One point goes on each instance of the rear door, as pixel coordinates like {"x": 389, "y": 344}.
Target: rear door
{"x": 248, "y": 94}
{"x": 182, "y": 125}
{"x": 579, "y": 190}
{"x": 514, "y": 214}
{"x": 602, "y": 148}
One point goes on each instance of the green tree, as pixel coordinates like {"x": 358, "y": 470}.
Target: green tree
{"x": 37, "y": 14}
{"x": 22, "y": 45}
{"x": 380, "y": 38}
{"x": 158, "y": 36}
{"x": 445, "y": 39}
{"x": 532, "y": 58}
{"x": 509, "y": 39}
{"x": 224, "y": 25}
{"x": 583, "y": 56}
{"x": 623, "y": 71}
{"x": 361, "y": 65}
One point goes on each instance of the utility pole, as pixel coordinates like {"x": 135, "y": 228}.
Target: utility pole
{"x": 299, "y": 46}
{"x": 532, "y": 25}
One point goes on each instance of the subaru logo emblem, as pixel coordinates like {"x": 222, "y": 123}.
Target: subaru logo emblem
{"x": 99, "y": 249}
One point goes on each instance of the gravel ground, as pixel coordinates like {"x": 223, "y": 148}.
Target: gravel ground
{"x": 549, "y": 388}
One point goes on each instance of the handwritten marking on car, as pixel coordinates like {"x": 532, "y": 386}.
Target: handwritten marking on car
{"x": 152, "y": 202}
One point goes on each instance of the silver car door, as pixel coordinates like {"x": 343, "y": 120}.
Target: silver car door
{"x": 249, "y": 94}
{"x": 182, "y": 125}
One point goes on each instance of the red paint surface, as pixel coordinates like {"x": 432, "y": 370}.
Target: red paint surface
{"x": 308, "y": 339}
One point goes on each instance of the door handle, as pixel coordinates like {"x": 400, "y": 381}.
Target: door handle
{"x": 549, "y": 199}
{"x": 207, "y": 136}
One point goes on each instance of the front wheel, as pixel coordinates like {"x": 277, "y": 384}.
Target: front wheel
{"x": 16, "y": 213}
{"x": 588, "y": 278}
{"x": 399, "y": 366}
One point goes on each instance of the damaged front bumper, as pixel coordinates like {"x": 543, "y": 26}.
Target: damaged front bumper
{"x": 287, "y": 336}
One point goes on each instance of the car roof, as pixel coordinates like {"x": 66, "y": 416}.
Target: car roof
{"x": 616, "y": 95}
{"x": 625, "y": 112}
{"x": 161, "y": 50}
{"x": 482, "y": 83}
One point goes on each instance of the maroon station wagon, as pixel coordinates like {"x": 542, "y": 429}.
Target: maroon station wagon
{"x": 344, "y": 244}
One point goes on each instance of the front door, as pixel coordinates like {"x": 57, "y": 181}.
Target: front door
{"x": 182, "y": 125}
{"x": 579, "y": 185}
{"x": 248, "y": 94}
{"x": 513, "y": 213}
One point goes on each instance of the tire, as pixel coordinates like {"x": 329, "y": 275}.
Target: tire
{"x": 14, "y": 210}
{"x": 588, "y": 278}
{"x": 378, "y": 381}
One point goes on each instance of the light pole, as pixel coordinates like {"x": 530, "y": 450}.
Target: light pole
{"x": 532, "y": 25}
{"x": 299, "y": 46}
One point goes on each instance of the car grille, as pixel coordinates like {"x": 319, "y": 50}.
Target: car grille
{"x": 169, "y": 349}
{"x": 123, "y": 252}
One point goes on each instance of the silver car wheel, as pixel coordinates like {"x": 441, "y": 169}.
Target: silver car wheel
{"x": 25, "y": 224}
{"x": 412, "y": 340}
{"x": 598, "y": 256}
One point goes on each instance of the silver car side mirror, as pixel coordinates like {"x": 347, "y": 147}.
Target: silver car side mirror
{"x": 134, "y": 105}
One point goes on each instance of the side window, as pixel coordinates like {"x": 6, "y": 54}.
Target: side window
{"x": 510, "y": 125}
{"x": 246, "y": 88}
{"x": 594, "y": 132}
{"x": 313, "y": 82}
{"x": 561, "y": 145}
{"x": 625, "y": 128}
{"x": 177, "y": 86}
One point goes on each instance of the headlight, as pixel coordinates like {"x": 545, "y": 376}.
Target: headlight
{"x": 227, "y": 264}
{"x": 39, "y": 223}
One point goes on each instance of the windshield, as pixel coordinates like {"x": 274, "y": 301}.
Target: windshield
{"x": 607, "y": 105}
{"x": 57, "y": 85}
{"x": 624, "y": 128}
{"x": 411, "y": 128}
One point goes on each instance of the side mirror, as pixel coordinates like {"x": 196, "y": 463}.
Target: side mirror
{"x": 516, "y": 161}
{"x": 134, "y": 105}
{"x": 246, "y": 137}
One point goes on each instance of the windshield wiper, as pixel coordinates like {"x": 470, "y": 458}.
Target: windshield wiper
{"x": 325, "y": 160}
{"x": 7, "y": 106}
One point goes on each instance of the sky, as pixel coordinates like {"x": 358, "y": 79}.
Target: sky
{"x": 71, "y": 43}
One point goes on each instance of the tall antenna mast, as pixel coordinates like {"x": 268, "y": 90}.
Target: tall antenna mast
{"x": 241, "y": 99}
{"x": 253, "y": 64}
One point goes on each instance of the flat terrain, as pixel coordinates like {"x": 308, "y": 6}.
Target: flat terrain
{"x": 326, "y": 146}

▸ Task to carry out
Present the lines from the one containing "One point goes on each instance of the silver car side" through the end of the records as a numbered list, skipping blank lines and including both the starting line and the last line.

▸ Written response
1. One point goes on each instance of the silver car side mirror, as pixel coordinates like {"x": 347, "y": 147}.
2. Target: silver car side mirror
3. {"x": 134, "y": 105}
4. One point goes on each instance of the side window, as pixel coordinates like {"x": 6, "y": 54}.
5. Target: side window
6. {"x": 510, "y": 125}
7. {"x": 246, "y": 88}
8. {"x": 594, "y": 132}
9. {"x": 313, "y": 82}
10. {"x": 561, "y": 145}
11. {"x": 625, "y": 128}
12. {"x": 177, "y": 86}
13. One point goes on each instance of the headlight, as pixel coordinates like {"x": 545, "y": 376}.
14. Target: headlight
15. {"x": 227, "y": 264}
16. {"x": 39, "y": 223}
17. One point goes on each instance of the windshield, as pixel coordinates like {"x": 274, "y": 301}.
18. Target: windshield
19. {"x": 607, "y": 105}
20. {"x": 57, "y": 85}
21. {"x": 624, "y": 128}
22. {"x": 411, "y": 128}
23. One point goes on each instance of the side mirror, as pixel coordinates like {"x": 196, "y": 463}.
24. Target: side mirror
25. {"x": 516, "y": 161}
26. {"x": 134, "y": 105}
27. {"x": 246, "y": 137}
28. One point goes on each instance of the windshield wiper, as pixel coordinates like {"x": 470, "y": 458}.
29. Target: windshield wiper
30. {"x": 325, "y": 160}
31. {"x": 7, "y": 106}
32. One point goes on each instance of the sky, as pixel coordinates like {"x": 358, "y": 79}.
33. Target: sky
34. {"x": 71, "y": 43}
35. One point goes on each instance of the tall antenna mast, as pixel coordinates like {"x": 268, "y": 90}.
36. Target: tall antenna mast
37. {"x": 241, "y": 99}
38. {"x": 253, "y": 64}
39. One point goes on each instance of the flat terrain, as pixel coordinates like {"x": 308, "y": 6}.
40. Target: flat terrain
41. {"x": 326, "y": 146}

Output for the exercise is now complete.